-- BEGIN Dataset content --
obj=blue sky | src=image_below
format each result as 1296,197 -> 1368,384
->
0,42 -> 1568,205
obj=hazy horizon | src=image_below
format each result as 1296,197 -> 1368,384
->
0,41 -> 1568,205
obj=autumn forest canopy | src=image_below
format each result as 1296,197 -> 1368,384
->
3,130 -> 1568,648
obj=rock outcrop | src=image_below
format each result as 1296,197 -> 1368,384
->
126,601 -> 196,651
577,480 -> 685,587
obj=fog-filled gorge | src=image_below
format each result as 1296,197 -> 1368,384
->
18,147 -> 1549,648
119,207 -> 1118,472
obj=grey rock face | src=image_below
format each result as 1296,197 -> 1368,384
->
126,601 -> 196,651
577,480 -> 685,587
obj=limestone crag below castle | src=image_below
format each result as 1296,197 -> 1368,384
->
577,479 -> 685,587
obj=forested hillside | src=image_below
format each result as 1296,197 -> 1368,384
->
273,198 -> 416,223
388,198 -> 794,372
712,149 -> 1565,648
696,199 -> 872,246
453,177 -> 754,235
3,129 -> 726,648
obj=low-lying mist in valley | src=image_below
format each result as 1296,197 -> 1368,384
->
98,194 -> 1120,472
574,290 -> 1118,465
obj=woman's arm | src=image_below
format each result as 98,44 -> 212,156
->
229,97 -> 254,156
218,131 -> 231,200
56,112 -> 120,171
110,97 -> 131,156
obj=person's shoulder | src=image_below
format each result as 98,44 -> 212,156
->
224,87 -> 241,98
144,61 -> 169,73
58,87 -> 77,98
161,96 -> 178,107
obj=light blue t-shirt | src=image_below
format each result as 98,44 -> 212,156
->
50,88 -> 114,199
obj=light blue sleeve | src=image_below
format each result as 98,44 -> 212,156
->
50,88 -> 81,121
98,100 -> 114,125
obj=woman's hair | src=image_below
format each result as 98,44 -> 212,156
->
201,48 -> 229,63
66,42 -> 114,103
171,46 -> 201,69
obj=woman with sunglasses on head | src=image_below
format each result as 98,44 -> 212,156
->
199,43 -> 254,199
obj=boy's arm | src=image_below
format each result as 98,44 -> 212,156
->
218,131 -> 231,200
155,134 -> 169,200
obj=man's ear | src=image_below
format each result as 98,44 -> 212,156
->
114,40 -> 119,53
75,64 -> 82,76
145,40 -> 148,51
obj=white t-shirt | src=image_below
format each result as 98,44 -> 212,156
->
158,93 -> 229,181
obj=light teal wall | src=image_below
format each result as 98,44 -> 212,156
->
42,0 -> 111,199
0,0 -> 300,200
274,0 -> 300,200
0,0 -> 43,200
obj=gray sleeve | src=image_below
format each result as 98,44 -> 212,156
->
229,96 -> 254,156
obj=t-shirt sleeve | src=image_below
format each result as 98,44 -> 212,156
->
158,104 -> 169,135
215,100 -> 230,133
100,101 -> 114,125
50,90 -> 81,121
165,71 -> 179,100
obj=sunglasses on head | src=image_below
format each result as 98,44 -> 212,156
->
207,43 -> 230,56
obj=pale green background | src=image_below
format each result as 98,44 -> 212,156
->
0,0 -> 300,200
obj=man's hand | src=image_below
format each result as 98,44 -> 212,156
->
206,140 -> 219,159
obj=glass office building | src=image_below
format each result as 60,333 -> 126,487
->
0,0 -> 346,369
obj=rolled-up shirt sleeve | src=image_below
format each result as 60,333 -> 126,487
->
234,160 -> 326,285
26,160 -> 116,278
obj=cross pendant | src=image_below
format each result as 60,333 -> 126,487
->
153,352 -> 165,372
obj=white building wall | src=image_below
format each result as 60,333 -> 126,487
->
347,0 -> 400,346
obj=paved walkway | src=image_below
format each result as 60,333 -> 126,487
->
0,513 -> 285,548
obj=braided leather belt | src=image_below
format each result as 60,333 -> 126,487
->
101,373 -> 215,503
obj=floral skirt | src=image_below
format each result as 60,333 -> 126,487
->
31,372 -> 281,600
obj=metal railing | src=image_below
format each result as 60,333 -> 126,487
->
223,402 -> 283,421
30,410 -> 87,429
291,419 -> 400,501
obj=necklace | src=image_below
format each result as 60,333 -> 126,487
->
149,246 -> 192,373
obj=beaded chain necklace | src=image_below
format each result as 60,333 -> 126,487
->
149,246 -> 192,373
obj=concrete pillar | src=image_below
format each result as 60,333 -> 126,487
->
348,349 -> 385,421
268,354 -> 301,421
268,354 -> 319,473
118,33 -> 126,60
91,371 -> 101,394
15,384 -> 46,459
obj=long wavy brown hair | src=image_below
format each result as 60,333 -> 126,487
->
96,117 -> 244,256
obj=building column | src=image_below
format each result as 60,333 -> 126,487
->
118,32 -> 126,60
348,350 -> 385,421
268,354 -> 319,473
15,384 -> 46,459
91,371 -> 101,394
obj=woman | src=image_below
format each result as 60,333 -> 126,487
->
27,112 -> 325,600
-- END Dataset content --
Please print the items from their first line through the line containing "158,93 -> 229,181", including both ends, with every line reproduced unchanged.

> **Result of this task**:
obj=blue sky | src=image_below
format each result as 1296,197 -> 1368,384
->
0,42 -> 1568,205
obj=hazy horizon | src=image_below
format each result as 1296,197 -> 1368,384
->
0,41 -> 1568,205
obj=autumn forest canopy | src=image_below
format each result as 1296,197 -> 1368,384
->
3,130 -> 1568,648
obj=rock outcrop | src=image_below
format each result as 1296,197 -> 1368,384
->
126,601 -> 196,651
577,480 -> 685,587
obj=fog-filled gorge | src=image_below
format each result as 1296,197 -> 1368,384
->
18,147 -> 1549,648
119,207 -> 1118,472
obj=grey rock face | src=image_below
format each result as 1296,197 -> 1368,384
->
126,601 -> 196,651
577,480 -> 685,587
obj=limestone crag below castle | src=image_below
format each result as 1296,197 -> 1368,384
->
577,479 -> 685,587
obj=forested hillside | src=image_below
format each result as 1296,197 -> 1368,384
->
273,198 -> 416,223
388,198 -> 794,372
712,149 -> 1565,648
696,199 -> 872,246
453,177 -> 754,235
3,129 -> 726,648
obj=low-lying mist in valley | src=image_below
format each result as 1296,197 -> 1368,384
->
98,194 -> 1120,472
574,290 -> 1118,465
obj=woman's arm | src=image_below
format each result as 98,44 -> 212,156
->
229,97 -> 254,156
218,131 -> 231,200
56,112 -> 120,171
110,97 -> 131,156
obj=person's shoulder | src=image_below
format each result as 98,44 -> 212,156
->
224,87 -> 241,98
144,61 -> 169,73
58,87 -> 77,98
161,96 -> 178,107
obj=light blue t-shirt | src=image_below
format each result as 98,44 -> 212,156
->
50,88 -> 114,199
obj=light blue sleeve | src=image_below
format each result as 98,44 -> 212,156
->
50,88 -> 81,121
98,100 -> 114,125
obj=woman's hair | src=image_below
format each result as 98,44 -> 212,156
->
201,48 -> 229,63
66,42 -> 114,103
171,46 -> 201,69
obj=woman with sunglasses on head | src=image_below
format each result as 98,44 -> 212,156
->
199,43 -> 254,199
obj=boy's arm | src=image_below
format each result as 98,44 -> 212,156
->
218,131 -> 231,200
155,134 -> 169,200
obj=man's ear | src=image_below
format each result as 98,44 -> 212,156
->
114,40 -> 119,53
75,64 -> 82,76
145,40 -> 148,51
obj=white t-shirt | src=image_below
format each result as 98,44 -> 212,156
->
158,93 -> 229,181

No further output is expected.